● **TASK PROMPT**
In the data below, find every line that has the string "flowers", and copy it.

Stored data entries:

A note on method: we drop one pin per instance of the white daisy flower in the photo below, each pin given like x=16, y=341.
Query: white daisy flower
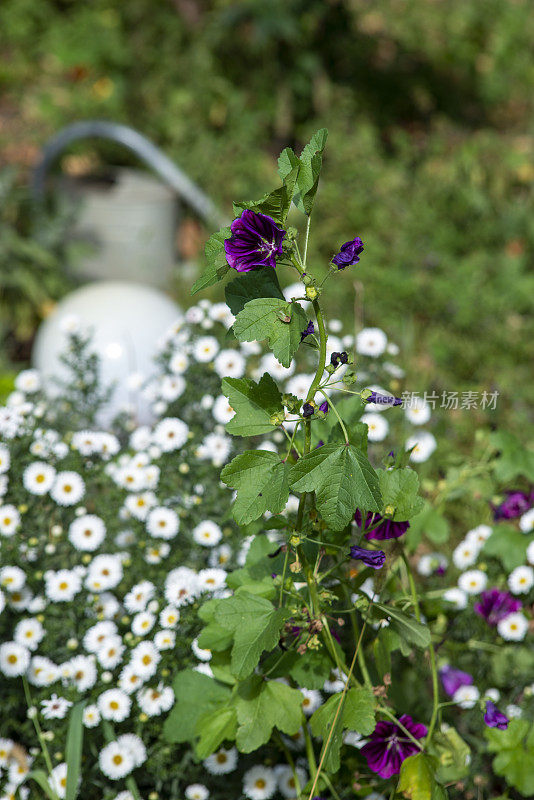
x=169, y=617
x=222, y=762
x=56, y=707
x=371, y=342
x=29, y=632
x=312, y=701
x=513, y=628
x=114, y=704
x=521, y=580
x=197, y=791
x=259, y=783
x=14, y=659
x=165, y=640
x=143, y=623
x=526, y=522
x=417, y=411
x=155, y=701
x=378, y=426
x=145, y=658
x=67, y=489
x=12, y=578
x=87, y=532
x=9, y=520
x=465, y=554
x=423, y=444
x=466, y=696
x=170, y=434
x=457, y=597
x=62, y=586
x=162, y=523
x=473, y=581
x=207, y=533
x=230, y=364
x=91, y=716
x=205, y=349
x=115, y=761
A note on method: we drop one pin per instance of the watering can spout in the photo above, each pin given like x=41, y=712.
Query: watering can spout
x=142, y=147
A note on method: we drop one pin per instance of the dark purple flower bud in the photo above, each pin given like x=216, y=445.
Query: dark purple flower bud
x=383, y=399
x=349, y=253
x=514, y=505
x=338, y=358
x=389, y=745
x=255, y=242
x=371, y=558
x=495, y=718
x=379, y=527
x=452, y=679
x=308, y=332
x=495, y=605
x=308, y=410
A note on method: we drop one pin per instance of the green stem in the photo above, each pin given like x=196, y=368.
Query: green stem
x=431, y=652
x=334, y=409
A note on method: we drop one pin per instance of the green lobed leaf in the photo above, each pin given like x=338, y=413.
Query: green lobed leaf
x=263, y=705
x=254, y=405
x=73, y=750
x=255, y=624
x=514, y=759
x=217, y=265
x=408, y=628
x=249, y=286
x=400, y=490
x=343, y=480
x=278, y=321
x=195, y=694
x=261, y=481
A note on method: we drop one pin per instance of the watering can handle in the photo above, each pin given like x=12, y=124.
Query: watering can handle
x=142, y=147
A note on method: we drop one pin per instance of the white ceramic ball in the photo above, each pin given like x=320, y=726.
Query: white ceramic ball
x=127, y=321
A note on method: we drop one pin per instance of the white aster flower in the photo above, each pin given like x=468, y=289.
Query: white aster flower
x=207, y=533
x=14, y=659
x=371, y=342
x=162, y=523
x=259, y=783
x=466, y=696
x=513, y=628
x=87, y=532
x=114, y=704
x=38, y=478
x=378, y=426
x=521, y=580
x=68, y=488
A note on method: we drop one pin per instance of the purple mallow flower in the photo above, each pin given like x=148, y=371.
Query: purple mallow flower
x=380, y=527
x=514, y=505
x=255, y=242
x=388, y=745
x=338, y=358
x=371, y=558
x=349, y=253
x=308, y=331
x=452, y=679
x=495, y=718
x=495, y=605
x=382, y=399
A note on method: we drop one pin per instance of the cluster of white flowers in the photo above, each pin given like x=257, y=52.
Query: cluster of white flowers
* * *
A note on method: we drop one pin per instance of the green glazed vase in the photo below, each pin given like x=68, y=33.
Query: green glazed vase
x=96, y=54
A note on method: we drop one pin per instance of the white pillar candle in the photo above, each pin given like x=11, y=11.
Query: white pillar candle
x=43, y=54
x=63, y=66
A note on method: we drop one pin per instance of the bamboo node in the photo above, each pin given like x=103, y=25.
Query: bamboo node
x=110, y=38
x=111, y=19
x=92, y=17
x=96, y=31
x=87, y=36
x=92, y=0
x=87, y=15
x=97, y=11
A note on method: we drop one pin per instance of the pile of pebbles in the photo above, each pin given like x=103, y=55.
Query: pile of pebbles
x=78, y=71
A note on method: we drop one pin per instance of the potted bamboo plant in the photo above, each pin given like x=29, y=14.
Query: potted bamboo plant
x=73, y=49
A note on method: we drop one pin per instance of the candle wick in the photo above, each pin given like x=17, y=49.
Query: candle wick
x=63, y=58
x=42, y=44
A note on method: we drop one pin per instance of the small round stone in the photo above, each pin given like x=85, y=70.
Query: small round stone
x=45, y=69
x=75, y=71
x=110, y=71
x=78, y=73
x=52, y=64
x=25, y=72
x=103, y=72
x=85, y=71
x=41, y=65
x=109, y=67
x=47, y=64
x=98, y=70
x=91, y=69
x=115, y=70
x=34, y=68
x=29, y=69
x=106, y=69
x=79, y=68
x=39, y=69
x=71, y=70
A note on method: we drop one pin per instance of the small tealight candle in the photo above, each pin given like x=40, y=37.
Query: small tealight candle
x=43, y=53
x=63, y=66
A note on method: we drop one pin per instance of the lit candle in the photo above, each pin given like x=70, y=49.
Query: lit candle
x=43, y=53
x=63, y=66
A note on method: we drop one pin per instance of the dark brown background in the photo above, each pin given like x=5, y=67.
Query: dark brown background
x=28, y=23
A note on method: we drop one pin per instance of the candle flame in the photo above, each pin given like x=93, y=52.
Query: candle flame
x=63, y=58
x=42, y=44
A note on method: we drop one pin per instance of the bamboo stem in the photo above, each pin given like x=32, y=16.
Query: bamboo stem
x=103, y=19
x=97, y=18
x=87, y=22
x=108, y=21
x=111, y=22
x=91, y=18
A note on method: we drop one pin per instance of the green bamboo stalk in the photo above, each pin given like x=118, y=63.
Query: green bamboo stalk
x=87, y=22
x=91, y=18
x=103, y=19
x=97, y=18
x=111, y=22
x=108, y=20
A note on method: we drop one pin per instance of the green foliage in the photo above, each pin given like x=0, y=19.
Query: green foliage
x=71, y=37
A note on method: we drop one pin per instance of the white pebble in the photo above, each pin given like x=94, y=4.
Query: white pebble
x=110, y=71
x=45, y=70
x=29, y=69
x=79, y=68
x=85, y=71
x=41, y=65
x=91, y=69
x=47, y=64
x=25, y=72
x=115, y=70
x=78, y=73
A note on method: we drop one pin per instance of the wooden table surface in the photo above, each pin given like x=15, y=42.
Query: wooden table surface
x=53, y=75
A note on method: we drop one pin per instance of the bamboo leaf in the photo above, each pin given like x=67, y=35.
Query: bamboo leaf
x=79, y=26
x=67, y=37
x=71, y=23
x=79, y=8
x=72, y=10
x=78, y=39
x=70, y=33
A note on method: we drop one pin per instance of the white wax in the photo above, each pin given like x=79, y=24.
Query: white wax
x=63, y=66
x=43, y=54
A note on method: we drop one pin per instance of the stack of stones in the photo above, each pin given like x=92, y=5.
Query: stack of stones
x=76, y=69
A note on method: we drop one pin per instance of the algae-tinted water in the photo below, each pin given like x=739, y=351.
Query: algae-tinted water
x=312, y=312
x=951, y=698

● **ANSWER BOX**
A note on method: we drop one pin per instance of the cluster of white flowers in the photo above, each pin given like x=257, y=52.
Query: cluster of white flowers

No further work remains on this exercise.